* [Page text]:

Hi!
I am using goseq on some bovine data and I am using Ensembl IDs for bovine genome UMD3.1, which is not supported by goseq, so I had to input lenght and GO information manually. I tried obtaining length information 2 ways: 1) from featCounts files results; 2) from biomaRt.
Both gave me weirdly shaped plots.
Not sure if I'm doing something wrong. The graphs are in totally opposite direction then I expected them to be ( instead of going up and stabilizing as I expected, they are going down).
Below are the codes of how I obtained length info and plots, as well as the plots
1) Using featureCounts results:
featCountsData <- read.table("charolais_145A_TGACCA.featCounts.txt", header=TRUE, comment.char = "#", sep="\t")
featCountsLengthData <- as.numeric(featCountsData[,"Length"])
names(featCountsLengthData) <- featCountsData$Geneid
LenData <- names(geneLengthData) %in% names(genes)
LenData <- geneLengthData[LenData]
pwf <- nullp(DEgenes = genes, bias.data = LenData, plot.fit = TRUE)
2) Using Biomart:
txsData <- makeTxDbFromBiomart(biomart ="ensembl", dataset = "btaurus_gene_ensembl")
txsByGene <- transcriptsBy(txsData,"gene")
geneLengthData <- median(width(txsByGene))
BiomartLenData <- names(geneLengthData) %in% names(genes)
BiomartLenData <- geneLengthData[testLenData]
pwf <- nullp(DEgenes = genes, bias.data = testLenData, plot.fit = TRUE)
PLOT 1: Length info obtained from featureCounts:
https://drive.google.com/file/d/0B6Ho35U9KAepTGxuR0FxdXc5UUU/view?usp=sharing
PLOT 2: Length info obtained from biomaRt
https://drive.google.com/file/d/0B6Ho35U9KAepTnk2UGdvQ0VxeUU/view?usp=sharing
Any help is appreciated!

* [Extracted material]:
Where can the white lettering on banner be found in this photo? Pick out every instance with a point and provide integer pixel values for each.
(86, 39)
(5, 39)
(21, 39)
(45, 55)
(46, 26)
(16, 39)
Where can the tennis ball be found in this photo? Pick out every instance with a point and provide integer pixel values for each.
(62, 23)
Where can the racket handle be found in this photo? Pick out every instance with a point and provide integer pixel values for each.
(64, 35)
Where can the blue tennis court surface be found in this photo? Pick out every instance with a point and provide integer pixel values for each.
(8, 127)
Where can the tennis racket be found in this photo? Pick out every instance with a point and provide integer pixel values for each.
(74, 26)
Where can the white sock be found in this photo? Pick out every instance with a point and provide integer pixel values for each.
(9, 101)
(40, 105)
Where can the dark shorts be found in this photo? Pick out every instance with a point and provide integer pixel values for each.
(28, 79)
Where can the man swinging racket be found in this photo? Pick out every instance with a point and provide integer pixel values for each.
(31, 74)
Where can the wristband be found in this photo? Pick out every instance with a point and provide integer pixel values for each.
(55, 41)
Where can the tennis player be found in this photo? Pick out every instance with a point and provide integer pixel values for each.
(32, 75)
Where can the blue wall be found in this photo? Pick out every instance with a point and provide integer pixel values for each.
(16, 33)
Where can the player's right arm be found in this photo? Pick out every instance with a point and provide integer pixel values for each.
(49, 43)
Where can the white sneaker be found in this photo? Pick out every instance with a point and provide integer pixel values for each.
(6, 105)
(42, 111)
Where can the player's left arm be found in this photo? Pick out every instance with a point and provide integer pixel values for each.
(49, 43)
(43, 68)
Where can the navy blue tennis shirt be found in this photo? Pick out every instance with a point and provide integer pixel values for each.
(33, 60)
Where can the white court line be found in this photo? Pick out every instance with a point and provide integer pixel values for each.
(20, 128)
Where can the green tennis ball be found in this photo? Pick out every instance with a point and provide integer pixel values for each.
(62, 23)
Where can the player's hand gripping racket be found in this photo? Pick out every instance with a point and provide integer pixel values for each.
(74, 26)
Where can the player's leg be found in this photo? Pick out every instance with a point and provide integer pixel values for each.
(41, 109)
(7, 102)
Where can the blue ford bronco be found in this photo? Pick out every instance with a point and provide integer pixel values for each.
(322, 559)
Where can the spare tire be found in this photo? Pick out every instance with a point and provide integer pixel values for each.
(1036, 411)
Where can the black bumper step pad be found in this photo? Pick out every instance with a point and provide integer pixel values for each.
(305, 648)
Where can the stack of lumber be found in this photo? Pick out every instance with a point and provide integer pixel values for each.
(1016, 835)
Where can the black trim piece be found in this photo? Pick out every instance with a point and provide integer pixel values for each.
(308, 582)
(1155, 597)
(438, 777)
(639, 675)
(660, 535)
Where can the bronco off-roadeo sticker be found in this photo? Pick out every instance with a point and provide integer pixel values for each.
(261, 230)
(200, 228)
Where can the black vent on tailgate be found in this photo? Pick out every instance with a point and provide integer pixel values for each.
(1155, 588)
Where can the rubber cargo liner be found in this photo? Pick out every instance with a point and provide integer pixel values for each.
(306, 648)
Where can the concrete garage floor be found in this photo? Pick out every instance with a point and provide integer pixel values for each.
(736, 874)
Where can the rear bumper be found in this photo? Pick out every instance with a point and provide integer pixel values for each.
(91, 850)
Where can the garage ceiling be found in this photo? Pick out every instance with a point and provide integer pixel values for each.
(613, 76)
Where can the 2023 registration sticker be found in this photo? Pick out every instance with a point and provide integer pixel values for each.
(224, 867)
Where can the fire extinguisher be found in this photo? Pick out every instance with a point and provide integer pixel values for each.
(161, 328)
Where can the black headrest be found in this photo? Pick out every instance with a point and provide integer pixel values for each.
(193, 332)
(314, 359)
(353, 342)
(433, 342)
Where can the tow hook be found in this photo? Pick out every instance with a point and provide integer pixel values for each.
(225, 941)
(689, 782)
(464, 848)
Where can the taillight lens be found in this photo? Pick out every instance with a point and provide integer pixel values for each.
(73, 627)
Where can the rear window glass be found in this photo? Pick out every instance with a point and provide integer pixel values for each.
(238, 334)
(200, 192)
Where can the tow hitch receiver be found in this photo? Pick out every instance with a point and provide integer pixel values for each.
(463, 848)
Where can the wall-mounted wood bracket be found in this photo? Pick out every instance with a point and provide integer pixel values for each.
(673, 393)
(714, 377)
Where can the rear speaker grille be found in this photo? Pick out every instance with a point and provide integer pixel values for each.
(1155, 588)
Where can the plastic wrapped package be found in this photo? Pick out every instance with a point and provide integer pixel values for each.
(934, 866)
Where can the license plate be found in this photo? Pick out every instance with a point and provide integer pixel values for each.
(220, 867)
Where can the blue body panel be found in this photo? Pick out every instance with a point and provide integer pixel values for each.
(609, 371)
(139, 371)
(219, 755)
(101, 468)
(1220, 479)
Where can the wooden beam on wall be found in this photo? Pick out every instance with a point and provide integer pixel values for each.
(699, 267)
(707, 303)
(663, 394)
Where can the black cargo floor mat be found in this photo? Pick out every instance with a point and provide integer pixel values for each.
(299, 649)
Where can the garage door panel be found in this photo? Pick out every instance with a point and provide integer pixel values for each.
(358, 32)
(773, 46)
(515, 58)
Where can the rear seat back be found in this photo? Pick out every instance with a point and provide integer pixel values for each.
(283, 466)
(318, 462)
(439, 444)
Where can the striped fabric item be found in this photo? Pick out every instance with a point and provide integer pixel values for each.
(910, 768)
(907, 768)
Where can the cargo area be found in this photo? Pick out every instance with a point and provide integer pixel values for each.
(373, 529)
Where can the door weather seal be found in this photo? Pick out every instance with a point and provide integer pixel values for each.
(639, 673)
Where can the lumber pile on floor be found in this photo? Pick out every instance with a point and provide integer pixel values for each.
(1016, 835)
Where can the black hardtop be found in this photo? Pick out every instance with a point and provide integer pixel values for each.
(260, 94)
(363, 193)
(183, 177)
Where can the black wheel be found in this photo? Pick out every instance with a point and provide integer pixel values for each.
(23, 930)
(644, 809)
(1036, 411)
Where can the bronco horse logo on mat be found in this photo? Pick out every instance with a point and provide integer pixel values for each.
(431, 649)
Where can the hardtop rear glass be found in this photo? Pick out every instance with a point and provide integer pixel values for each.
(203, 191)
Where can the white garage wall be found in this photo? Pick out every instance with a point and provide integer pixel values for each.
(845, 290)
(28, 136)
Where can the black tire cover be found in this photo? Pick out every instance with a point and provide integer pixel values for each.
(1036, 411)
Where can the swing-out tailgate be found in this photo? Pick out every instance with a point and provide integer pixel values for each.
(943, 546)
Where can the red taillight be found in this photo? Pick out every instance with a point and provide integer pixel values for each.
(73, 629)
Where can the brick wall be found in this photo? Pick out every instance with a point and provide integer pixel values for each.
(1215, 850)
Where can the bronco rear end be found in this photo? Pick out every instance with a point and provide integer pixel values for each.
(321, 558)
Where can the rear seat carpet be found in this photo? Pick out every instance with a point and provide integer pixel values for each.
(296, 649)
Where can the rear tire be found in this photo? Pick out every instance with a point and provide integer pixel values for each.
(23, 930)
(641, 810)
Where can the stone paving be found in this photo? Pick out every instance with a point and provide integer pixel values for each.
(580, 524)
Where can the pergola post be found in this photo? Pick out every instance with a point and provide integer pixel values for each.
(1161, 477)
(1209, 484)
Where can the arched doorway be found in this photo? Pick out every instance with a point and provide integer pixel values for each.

* [Task description]: Summarize the forum post in two sentences. The rows come from a different source than the forum post.

* [Expected answer]: The poster is running goseq on bovine data with Ensembl IDs for genome UMD3.1, which goseq does not support, so length and GO information had to be entered manually, with length taken either from featureCounts results or from biomaRt. Both methods produced oddly shaped plots that go down instead of rising and stabilizing as expected, and the poster is unsure whether something is being done wrong.